**The problem:**
Lay out the lines below, from the line with "Tag a single point on each instance of the flower bud" up to and including the line with "Target: sunlit leaf surface", as a Markdown table with the columns No. and Text. Number each line and skip any blank ones.

**Material for the task:**
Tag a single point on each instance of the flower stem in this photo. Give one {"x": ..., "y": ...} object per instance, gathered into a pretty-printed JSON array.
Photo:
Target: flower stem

...

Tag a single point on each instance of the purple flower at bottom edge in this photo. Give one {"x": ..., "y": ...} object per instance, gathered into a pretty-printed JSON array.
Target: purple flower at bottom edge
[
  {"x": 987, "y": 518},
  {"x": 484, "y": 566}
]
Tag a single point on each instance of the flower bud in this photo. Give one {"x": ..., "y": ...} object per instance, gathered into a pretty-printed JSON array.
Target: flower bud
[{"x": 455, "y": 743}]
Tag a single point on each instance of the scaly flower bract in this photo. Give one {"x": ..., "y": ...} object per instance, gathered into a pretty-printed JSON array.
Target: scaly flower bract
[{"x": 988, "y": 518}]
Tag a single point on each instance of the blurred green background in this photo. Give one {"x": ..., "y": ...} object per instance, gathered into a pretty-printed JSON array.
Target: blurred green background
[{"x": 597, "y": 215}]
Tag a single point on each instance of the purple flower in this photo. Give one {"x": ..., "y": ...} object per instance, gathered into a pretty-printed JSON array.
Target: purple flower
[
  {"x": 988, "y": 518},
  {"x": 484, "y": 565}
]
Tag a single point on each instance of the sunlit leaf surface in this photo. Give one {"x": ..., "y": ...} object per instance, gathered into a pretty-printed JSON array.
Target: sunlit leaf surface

* * *

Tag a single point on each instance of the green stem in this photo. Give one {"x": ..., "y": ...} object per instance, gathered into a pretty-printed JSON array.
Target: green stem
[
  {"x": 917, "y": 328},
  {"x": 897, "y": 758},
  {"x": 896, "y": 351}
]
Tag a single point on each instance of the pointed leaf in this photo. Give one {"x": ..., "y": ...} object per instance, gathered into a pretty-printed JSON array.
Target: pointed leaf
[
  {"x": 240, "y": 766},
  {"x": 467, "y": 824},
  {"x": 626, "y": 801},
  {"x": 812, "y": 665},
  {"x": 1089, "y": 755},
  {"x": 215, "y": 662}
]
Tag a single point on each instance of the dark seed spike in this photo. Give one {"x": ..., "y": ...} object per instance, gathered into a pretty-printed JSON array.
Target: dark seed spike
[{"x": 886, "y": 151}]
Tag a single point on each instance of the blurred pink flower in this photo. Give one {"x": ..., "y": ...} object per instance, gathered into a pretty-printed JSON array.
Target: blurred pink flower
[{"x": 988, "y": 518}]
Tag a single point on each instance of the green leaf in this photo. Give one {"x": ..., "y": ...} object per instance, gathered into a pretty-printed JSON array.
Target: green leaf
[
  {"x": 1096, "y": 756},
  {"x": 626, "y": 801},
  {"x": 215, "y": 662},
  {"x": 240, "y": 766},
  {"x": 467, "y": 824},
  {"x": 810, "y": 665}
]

**Reply to the task:**
| No. | Text |
|---|---|
| 1 | Tag a single point on each instance of the flower bud in this photo. Give one {"x": ..., "y": ...} object per instance, gathered into a pretty-printed JSON array. |
| 2 | Target: flower bud |
| 3 | [{"x": 455, "y": 743}] |
| 4 | Tag a single point on each instance of the scaly flower bract in this photo. Give one {"x": ..., "y": ...} object per instance, gathered into a pretty-printed JSON array. |
| 5 | Target: scaly flower bract |
| 6 | [{"x": 988, "y": 518}] |
| 7 | Tag a single point on each instance of the blurred green background in this photo. Give one {"x": ..., "y": ...} object per instance, gathered into a pretty-printed JSON array. |
| 8 | Target: blurred green background |
| 9 | [{"x": 597, "y": 215}] |
| 10 | Tag a single point on each instance of the purple flower in this photo. Give one {"x": ..., "y": ...} object per instance, gathered into a pretty-printed JSON array. |
| 11 | Target: purple flower |
| 12 | [ |
| 13 |   {"x": 988, "y": 518}, |
| 14 |   {"x": 484, "y": 565} |
| 15 | ] |
| 16 | Tag a single point on each instance of the sunlit leaf surface in this photo. Give one {"x": ..., "y": ...} object per instance, gathered into a pretty-printed JSON array. |
| 17 | Target: sunlit leaf surface |